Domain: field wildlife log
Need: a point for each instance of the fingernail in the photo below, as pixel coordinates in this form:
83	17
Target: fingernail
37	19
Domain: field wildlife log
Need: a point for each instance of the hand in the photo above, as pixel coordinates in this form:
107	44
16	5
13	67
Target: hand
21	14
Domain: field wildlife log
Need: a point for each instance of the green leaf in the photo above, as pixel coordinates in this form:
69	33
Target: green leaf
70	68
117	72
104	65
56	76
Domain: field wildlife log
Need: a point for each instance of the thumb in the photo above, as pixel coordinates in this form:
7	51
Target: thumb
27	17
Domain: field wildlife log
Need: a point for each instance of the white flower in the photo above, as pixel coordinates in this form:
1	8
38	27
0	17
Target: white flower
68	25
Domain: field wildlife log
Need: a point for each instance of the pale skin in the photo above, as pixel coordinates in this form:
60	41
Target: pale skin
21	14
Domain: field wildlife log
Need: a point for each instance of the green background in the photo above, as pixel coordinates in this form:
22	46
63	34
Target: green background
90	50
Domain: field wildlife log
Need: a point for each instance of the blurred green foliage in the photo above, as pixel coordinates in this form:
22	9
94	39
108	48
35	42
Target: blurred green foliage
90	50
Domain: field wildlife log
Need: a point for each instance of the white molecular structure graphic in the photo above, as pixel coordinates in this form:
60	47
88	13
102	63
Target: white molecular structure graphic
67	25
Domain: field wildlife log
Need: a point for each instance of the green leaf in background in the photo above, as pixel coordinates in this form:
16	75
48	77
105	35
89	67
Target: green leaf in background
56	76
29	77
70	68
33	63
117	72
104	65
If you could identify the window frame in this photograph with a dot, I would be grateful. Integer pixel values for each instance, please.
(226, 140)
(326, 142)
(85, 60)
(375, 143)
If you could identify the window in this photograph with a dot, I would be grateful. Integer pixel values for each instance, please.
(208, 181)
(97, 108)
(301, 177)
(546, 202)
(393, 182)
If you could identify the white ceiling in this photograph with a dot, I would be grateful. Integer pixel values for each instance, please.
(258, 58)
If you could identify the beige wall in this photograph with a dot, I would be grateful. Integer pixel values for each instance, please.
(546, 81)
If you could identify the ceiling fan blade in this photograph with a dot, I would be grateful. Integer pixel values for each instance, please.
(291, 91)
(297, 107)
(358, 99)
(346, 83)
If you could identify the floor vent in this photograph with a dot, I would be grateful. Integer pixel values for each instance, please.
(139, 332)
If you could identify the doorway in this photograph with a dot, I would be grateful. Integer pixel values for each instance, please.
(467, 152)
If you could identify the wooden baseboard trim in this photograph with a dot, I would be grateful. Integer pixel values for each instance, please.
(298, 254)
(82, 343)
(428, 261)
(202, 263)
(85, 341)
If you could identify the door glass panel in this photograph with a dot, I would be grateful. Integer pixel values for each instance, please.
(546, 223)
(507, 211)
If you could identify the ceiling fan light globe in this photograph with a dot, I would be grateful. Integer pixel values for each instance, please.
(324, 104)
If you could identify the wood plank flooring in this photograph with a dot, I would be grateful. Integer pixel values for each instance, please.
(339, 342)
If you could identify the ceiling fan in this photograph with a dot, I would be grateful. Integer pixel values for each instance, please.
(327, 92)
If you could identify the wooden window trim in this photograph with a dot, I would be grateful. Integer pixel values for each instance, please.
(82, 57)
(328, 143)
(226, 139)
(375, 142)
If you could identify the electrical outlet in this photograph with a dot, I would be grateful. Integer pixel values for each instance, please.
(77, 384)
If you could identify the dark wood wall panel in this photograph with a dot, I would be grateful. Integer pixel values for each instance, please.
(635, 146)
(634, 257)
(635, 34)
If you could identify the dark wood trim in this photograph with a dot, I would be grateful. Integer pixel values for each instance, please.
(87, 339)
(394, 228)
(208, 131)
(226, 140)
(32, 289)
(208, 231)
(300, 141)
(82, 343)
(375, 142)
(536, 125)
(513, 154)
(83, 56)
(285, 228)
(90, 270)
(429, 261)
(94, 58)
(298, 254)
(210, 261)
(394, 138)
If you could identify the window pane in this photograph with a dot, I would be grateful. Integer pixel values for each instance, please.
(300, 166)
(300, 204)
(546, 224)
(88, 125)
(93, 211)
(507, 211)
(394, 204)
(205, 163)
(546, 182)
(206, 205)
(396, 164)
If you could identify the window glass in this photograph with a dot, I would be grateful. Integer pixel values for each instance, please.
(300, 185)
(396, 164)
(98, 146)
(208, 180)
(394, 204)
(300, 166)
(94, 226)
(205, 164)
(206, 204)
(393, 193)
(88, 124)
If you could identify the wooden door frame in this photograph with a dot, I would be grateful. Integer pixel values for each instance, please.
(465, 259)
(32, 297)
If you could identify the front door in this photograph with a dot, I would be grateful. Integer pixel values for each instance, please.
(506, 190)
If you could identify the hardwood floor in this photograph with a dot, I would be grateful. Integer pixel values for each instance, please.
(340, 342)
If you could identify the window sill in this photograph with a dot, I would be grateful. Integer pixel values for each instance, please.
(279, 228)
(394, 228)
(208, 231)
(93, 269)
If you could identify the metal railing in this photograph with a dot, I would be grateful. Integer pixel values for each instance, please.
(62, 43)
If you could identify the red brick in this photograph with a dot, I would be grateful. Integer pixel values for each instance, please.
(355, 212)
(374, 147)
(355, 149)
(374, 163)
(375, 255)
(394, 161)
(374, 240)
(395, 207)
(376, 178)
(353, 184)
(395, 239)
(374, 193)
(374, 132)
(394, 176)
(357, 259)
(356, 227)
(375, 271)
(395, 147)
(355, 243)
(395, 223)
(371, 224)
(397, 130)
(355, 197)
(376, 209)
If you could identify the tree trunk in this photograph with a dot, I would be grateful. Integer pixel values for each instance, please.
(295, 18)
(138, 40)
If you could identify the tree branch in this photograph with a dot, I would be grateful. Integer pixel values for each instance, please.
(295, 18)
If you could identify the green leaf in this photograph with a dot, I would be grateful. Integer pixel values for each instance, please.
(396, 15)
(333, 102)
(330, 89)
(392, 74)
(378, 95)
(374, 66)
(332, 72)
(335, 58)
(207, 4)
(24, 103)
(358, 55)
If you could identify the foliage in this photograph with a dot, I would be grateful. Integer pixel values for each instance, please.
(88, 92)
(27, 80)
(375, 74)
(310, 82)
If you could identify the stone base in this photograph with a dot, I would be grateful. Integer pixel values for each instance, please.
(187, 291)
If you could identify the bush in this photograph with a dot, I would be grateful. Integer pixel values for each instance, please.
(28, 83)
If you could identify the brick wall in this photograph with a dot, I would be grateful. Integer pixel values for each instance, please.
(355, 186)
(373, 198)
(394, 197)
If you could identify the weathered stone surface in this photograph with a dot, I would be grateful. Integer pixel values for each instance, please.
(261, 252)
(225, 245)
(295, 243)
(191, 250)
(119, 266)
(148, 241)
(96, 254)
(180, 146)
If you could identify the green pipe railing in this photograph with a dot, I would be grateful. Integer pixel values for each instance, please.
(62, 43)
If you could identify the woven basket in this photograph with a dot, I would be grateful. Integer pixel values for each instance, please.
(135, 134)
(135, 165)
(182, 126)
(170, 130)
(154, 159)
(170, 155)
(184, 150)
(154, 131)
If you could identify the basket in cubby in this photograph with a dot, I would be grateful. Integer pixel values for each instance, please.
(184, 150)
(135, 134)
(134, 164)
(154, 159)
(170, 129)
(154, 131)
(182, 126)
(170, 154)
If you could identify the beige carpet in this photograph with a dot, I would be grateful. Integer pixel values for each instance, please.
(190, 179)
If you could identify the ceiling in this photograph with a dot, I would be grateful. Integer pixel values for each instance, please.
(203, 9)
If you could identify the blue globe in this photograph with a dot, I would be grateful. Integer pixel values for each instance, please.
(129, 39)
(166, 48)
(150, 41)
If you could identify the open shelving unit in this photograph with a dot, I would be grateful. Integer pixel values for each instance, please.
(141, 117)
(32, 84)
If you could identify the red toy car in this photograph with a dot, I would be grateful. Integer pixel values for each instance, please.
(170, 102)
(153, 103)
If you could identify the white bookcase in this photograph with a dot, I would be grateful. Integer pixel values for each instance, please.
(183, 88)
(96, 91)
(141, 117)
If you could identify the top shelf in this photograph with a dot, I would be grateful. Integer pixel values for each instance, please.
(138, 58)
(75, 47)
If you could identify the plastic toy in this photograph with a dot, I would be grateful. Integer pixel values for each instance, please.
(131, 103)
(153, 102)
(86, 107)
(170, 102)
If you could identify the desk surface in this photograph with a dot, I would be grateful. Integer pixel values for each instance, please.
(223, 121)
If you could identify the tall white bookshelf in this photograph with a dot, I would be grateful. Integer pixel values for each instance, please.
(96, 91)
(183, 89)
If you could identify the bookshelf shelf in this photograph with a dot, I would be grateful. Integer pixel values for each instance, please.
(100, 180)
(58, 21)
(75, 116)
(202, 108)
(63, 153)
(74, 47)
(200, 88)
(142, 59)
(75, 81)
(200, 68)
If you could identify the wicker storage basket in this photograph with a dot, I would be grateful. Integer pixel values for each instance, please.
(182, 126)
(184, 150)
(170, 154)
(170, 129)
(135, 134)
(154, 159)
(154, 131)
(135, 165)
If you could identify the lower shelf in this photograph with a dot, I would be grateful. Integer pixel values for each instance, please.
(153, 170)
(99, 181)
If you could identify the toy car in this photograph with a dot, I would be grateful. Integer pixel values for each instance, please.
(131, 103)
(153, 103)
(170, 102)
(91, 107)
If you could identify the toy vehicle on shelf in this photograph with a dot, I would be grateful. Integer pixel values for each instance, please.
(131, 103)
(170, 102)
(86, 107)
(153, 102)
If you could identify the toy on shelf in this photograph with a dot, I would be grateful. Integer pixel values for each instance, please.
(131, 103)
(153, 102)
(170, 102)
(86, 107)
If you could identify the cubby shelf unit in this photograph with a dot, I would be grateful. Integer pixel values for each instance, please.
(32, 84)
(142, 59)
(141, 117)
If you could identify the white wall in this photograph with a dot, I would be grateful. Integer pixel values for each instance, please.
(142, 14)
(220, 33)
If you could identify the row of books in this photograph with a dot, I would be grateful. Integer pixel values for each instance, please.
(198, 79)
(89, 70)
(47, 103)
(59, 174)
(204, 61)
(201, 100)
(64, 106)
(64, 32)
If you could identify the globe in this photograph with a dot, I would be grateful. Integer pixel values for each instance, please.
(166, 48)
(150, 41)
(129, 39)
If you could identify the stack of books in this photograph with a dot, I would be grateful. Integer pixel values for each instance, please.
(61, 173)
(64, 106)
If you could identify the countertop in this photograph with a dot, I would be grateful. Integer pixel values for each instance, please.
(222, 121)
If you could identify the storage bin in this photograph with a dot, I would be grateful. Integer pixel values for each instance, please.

======

Ending with the line containing "Need: a point for each instance of the pale", please print exactly the lines of the material above from its first line onward, and nothing else.

Domain: field wildlife log
Need: a point for each instance of the fingernail in the photo below, as pixel coordinates in this form:
83	17
Target: fingernail
37	19
Domain: field wildlife log
Need: a point for each instance of the hand in the photo above, as pixel coordinates in this form:
107	44
16	5
13	67
Target: hand
21	14
Domain: field wildlife log
Need: a point for each instance of the green leaf in the photo above, as pixel coordinates in this form:
69	33
Target: green leaf
70	68
117	72
104	65
56	76
Domain: field wildlife log
Need: a point for each instance of the thumb in the photo above, as pixel coordinates in this form:
7	51
Target: thumb
27	17
Domain: field wildlife log
Need: a point for each instance of the white flower in the photo above, as pixel coordinates in this form:
1	8
38	27
0	17
Target: white flower
68	25
Domain: field wildlife log
Need: a point for each instance of the pale skin in the photo above, as pixel coordinates in this form:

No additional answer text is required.